# Given exercise
Retype every entry word for word.

Entries from a dataset:
* * * * * * * * *

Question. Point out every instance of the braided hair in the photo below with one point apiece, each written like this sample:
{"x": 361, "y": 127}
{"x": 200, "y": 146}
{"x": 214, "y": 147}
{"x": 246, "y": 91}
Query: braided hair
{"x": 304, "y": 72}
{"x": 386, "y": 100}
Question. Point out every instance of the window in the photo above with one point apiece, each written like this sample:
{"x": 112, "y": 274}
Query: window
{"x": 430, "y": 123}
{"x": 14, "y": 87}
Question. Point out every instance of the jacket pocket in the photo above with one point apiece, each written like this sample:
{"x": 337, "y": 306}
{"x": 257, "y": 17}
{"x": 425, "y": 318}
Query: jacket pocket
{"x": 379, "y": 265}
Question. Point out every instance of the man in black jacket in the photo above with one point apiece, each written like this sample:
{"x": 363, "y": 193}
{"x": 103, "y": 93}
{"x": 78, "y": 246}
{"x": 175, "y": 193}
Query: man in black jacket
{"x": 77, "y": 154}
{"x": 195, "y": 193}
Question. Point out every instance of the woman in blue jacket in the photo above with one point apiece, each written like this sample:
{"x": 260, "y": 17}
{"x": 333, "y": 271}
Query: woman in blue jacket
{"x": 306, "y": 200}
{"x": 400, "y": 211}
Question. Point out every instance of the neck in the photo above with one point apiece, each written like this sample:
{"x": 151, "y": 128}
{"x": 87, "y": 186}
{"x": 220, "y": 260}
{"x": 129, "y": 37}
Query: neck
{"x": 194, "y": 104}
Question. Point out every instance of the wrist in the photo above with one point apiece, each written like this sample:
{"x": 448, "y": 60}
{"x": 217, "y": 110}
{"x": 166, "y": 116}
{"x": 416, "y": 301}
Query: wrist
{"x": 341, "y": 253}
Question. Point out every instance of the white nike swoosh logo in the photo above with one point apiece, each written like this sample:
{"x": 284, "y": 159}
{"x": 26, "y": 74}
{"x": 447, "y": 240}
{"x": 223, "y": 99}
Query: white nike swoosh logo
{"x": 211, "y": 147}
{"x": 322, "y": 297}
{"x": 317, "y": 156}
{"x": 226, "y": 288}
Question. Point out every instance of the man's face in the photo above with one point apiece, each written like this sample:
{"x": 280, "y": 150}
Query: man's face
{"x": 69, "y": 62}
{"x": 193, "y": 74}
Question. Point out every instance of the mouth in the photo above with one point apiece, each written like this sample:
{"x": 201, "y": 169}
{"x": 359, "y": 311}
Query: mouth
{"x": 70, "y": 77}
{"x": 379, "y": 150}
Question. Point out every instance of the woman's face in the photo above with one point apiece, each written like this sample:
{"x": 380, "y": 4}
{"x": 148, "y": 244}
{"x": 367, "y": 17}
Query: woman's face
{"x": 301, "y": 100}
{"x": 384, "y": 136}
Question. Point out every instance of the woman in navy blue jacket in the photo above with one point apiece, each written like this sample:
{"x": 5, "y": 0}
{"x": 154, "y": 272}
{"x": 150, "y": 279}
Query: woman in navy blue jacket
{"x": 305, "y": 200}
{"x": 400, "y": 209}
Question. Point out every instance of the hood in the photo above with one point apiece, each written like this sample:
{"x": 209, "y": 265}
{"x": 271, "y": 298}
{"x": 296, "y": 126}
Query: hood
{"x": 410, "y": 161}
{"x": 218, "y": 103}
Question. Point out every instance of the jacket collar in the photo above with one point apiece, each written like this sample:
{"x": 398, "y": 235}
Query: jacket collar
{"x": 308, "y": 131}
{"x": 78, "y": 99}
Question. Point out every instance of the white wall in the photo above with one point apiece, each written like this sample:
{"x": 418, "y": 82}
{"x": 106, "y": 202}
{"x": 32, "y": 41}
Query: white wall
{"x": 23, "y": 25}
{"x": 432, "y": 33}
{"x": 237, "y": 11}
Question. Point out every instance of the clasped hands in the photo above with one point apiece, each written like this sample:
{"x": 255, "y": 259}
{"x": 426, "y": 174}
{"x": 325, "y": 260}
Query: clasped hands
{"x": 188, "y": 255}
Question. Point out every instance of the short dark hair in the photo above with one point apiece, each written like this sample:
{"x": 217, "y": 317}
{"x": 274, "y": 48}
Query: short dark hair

* * * * * * * * *

# Exercise answer
Question. Point out every instance of the braided hair in the photo below with one point apiece, each written like this sample:
{"x": 361, "y": 127}
{"x": 200, "y": 146}
{"x": 214, "y": 147}
{"x": 246, "y": 91}
Query: braided hair
{"x": 304, "y": 72}
{"x": 386, "y": 100}
Question. Point out every instance of the window in the photo above with one point apiece, each written like this sample:
{"x": 112, "y": 274}
Query: window
{"x": 430, "y": 123}
{"x": 14, "y": 87}
Question. Point out every instance of the jacket pocket in the photo above with one point apiece, each written like this sample:
{"x": 337, "y": 306}
{"x": 257, "y": 17}
{"x": 425, "y": 318}
Query: jacket pocket
{"x": 379, "y": 265}
Question. Point out every instance of the man in black jacket in the photo above with one point apiece, each written like this sample:
{"x": 363, "y": 193}
{"x": 103, "y": 93}
{"x": 78, "y": 246}
{"x": 175, "y": 193}
Query: man in black jacket
{"x": 77, "y": 154}
{"x": 195, "y": 193}
Question. Point out every instance of the woman in blue jacket in the photo above with one point apiece, each written like this sample:
{"x": 260, "y": 17}
{"x": 333, "y": 271}
Query: woman in blue jacket
{"x": 306, "y": 200}
{"x": 400, "y": 211}
Question. Point out every instance of the neck in the photo above with one point apiece, each written like this sample:
{"x": 151, "y": 128}
{"x": 87, "y": 186}
{"x": 220, "y": 260}
{"x": 129, "y": 37}
Query: neck
{"x": 194, "y": 104}
Question. Point out every instance of the wrist in the photo above with one point apiece, each written like this sample:
{"x": 448, "y": 60}
{"x": 217, "y": 110}
{"x": 166, "y": 116}
{"x": 416, "y": 301}
Query: wrist
{"x": 341, "y": 253}
Question. Point out every instance of the white nike swoosh logo in the photo above with one point apiece, each written like this sample:
{"x": 284, "y": 159}
{"x": 26, "y": 74}
{"x": 447, "y": 240}
{"x": 223, "y": 99}
Query: white nike swoosh logo
{"x": 211, "y": 147}
{"x": 322, "y": 297}
{"x": 317, "y": 156}
{"x": 226, "y": 288}
Question. Point out every instance of the man's face in the photo above with one point apiece, each written like this sample:
{"x": 280, "y": 150}
Query: man's face
{"x": 69, "y": 62}
{"x": 193, "y": 74}
Question. Point out every instance of the mouth in the photo above with one point apiece, each written like this sample:
{"x": 201, "y": 169}
{"x": 359, "y": 311}
Query: mouth
{"x": 70, "y": 77}
{"x": 379, "y": 150}
Question. Point out every instance of the woman's face in the photo above with one point apiece, each written like this sample:
{"x": 380, "y": 4}
{"x": 148, "y": 244}
{"x": 367, "y": 17}
Query: woman's face
{"x": 301, "y": 100}
{"x": 384, "y": 136}
Question. Point out every instance of the woman in navy blue jacket in the photo above with one point apiece, each written like this sample:
{"x": 5, "y": 0}
{"x": 154, "y": 272}
{"x": 150, "y": 279}
Query: woman in navy blue jacket
{"x": 305, "y": 200}
{"x": 400, "y": 209}
Question. Point out every instance of the hood in the photo above with one point apiece, each written like this sample:
{"x": 209, "y": 265}
{"x": 271, "y": 298}
{"x": 296, "y": 126}
Query: hood
{"x": 410, "y": 161}
{"x": 218, "y": 103}
Question. Point out every instance of the jacket collar in the photo above with one point apiece, each written like this sample:
{"x": 398, "y": 235}
Query: jacket collar
{"x": 308, "y": 131}
{"x": 78, "y": 99}
Question. Point out every instance of the white wall in the photo above with one point apiece, each written like this sample:
{"x": 418, "y": 82}
{"x": 106, "y": 202}
{"x": 32, "y": 41}
Query: white wall
{"x": 23, "y": 25}
{"x": 432, "y": 33}
{"x": 237, "y": 11}
Question. Point out every instance of the clasped hands in the photo above with one point apiece, each written like this sample:
{"x": 255, "y": 259}
{"x": 426, "y": 174}
{"x": 325, "y": 260}
Query: clasped hands
{"x": 188, "y": 255}
Question. Point out every instance of the short dark hair in the photo above with one point apiece, each written like this sample:
{"x": 217, "y": 317}
{"x": 274, "y": 48}
Query: short dark hair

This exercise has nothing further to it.